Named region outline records
+++++

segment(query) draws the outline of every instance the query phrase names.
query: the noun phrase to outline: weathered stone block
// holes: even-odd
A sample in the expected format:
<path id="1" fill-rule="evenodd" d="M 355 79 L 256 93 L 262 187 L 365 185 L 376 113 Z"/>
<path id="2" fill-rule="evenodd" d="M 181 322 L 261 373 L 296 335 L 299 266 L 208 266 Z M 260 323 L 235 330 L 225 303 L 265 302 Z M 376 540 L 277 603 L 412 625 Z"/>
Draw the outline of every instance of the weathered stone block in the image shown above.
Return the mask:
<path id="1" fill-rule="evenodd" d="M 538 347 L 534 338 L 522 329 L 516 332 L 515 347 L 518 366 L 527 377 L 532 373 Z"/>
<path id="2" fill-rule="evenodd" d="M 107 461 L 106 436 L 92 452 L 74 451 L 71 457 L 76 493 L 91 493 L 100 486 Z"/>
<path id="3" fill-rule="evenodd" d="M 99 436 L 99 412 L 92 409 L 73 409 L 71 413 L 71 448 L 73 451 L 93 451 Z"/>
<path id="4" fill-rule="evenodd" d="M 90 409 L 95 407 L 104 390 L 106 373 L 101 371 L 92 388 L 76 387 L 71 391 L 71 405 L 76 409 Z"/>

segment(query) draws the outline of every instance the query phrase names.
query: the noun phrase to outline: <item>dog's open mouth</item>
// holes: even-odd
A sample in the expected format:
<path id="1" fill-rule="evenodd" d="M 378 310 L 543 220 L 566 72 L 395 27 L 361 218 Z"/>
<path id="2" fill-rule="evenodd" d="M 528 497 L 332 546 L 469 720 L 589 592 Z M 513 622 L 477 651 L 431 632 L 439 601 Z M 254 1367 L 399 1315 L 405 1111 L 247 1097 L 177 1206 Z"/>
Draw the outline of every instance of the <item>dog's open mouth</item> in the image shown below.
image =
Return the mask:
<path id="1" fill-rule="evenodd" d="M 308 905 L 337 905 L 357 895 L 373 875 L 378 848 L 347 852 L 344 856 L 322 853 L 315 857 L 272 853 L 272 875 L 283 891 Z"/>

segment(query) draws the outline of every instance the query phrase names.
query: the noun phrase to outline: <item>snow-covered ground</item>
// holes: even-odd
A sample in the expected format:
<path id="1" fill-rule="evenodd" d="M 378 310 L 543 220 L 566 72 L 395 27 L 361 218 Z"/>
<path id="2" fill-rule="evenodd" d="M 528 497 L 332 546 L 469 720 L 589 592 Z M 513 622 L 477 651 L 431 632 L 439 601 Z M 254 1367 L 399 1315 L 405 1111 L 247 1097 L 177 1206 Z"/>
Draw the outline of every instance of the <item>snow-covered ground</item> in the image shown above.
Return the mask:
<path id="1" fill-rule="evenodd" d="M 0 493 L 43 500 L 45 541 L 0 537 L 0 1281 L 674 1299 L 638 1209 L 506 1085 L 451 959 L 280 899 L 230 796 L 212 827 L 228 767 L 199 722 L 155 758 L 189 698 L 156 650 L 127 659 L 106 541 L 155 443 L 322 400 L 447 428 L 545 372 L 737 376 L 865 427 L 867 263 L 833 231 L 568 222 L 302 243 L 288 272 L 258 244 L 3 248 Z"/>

+++++

→ **PROBLEM TO SOLVE**
Set down all of the entries exactly, please.

→ **ANSWER TO THIS PROBLEM**
segment(query) draws the outline of every instance the query phrase names.
query: the noun phrase to outline: weathered stone block
// holes: even-odd
A sample in the expected format:
<path id="1" fill-rule="evenodd" d="M 355 79 L 256 93 L 262 187 L 365 185 L 376 113 Z"/>
<path id="2" fill-rule="evenodd" d="M 181 322 L 261 373 L 296 335 L 299 266 L 208 266 Z M 260 323 L 235 330 L 225 303 L 265 302 Z M 376 540 L 277 603 L 412 625 Z"/>
Draw the outline of every instance of the weathered stone block in the image shown above.
Return the mask:
<path id="1" fill-rule="evenodd" d="M 538 347 L 534 338 L 522 329 L 516 332 L 515 347 L 518 366 L 527 377 L 532 373 Z"/>
<path id="2" fill-rule="evenodd" d="M 107 461 L 106 436 L 92 452 L 74 451 L 71 457 L 76 493 L 91 493 L 100 486 Z"/>
<path id="3" fill-rule="evenodd" d="M 99 436 L 99 412 L 92 409 L 73 409 L 71 413 L 71 448 L 73 451 L 93 451 Z"/>
<path id="4" fill-rule="evenodd" d="M 90 409 L 95 407 L 104 390 L 106 373 L 101 371 L 92 388 L 76 387 L 71 391 L 71 405 L 76 409 Z"/>

segment(query) draws the outline of every instance the query phrase names.
query: the noun phrase to outline: <item>dog's open mouth</item>
// holes: even-odd
A sample in the expected format:
<path id="1" fill-rule="evenodd" d="M 378 310 L 543 220 L 566 72 L 395 27 L 361 218 Z"/>
<path id="2" fill-rule="evenodd" d="M 528 497 L 332 546 L 469 720 L 589 592 Z M 513 622 L 477 651 L 431 632 L 439 601 Z M 254 1367 L 399 1315 L 405 1111 L 247 1097 L 177 1206 Z"/>
Draw the outline of every instance of the <item>dog's open mouth</item> in the image shown below.
image =
Return the mask:
<path id="1" fill-rule="evenodd" d="M 308 905 L 337 905 L 357 895 L 373 875 L 378 848 L 347 852 L 344 856 L 322 853 L 315 857 L 272 853 L 272 875 L 283 891 Z"/>

segment(query) draws the outline of every instance the query phrase names.
query: the noun phrase to outline: <item>snow-covered ground</item>
// holes: even-odd
A sample in the expected format:
<path id="1" fill-rule="evenodd" d="M 378 310 L 543 220 L 566 72 L 395 27 L 361 218 Z"/>
<path id="2" fill-rule="evenodd" d="M 528 497 L 332 546 L 469 720 L 589 592 Z M 513 622 L 477 651 L 431 632 L 439 601 Z M 254 1367 L 399 1315 L 405 1111 L 247 1097 L 177 1206 Z"/>
Draw the outline of every instance of the <item>snow-covered ground</item> in the image shown above.
Return the mask:
<path id="1" fill-rule="evenodd" d="M 0 493 L 43 500 L 45 541 L 0 537 L 0 1281 L 674 1299 L 638 1209 L 506 1085 L 451 959 L 280 899 L 230 796 L 212 827 L 228 767 L 199 722 L 155 758 L 189 698 L 156 650 L 127 659 L 106 541 L 155 443 L 322 400 L 447 428 L 545 372 L 737 376 L 865 427 L 867 263 L 833 231 L 568 222 L 302 243 L 288 272 L 258 244 L 3 248 Z"/>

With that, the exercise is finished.